### Location labeling records
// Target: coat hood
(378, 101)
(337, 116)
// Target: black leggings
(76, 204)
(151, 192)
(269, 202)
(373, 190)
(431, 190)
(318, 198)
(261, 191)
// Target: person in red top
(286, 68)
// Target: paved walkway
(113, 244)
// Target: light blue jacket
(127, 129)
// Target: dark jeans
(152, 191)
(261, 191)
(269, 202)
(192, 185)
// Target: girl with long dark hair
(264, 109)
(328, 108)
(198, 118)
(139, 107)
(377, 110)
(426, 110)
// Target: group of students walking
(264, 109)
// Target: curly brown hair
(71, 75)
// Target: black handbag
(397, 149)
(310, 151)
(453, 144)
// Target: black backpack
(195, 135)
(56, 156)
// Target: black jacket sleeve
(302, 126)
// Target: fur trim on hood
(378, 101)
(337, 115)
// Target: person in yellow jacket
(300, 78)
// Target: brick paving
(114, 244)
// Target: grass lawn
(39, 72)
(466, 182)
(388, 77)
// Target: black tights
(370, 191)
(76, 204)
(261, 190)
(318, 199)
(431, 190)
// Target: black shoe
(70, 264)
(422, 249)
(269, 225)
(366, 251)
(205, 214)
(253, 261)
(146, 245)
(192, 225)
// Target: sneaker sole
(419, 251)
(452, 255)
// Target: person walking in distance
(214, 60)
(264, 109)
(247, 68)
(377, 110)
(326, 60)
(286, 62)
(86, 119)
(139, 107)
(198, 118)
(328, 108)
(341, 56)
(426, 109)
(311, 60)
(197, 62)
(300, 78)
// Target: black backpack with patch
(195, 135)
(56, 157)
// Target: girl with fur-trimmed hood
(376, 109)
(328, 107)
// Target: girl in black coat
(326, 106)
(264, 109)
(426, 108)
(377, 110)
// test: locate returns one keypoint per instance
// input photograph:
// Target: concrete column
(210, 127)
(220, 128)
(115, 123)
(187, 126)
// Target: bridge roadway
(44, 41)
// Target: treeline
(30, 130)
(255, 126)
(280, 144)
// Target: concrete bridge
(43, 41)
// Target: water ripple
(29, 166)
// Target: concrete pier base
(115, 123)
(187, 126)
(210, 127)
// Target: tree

### Task directions
Repeat each record exactly. Omit nothing.

### Written response
// Target: coat hood
(378, 101)
(337, 116)
// Target: black leggings
(76, 204)
(151, 192)
(269, 202)
(373, 190)
(431, 190)
(318, 198)
(261, 191)
// Target: person in red top
(286, 68)
// Target: paved walkway
(113, 244)
// Target: light blue jacket
(127, 129)
// Target: dark jeans
(152, 191)
(261, 191)
(269, 202)
(192, 185)
// Target: girl with long dark hair
(264, 109)
(328, 108)
(198, 118)
(139, 107)
(377, 110)
(426, 110)
// Target: group of students walking
(264, 109)
// Target: curly brown hair
(71, 75)
// Target: black handbag
(397, 149)
(310, 151)
(453, 144)
// Target: black backpack
(195, 135)
(56, 156)
// Target: black jacket sleeve
(302, 126)
// Target: fur trim on hood
(378, 101)
(337, 115)
// Target: person in yellow jacket
(300, 78)
// Target: brick paving
(114, 244)
// Target: grass lawn
(39, 72)
(466, 182)
(388, 77)
// Target: black tights
(370, 191)
(76, 204)
(261, 190)
(318, 199)
(431, 190)
// Target: black shoe
(70, 264)
(422, 249)
(269, 225)
(366, 251)
(205, 214)
(253, 261)
(146, 245)
(192, 225)
// Target: sneaker sole
(419, 251)
(452, 255)
// Target: person walking in distance
(214, 60)
(264, 109)
(247, 68)
(377, 110)
(326, 60)
(286, 62)
(86, 119)
(139, 107)
(198, 118)
(328, 108)
(341, 56)
(426, 109)
(311, 60)
(197, 62)
(300, 78)
// Target: black backpack with patch
(195, 135)
(56, 157)
// Target: girl with fur-trimmed hood
(376, 109)
(328, 107)
// Target: girl in black coat
(326, 106)
(264, 109)
(426, 108)
(377, 110)
// test: locate returns one keypoint per instance
// input photograph:
// Target: concrete column
(210, 127)
(220, 128)
(115, 123)
(187, 126)
// Target: bridge roadway
(44, 41)
// Target: treeline
(30, 130)
(255, 126)
(280, 144)
// Target: concrete bridge
(43, 41)
// Target: water ripple
(29, 166)
// Target: concrete pier base
(115, 123)
(187, 126)
(210, 127)
// Target: tree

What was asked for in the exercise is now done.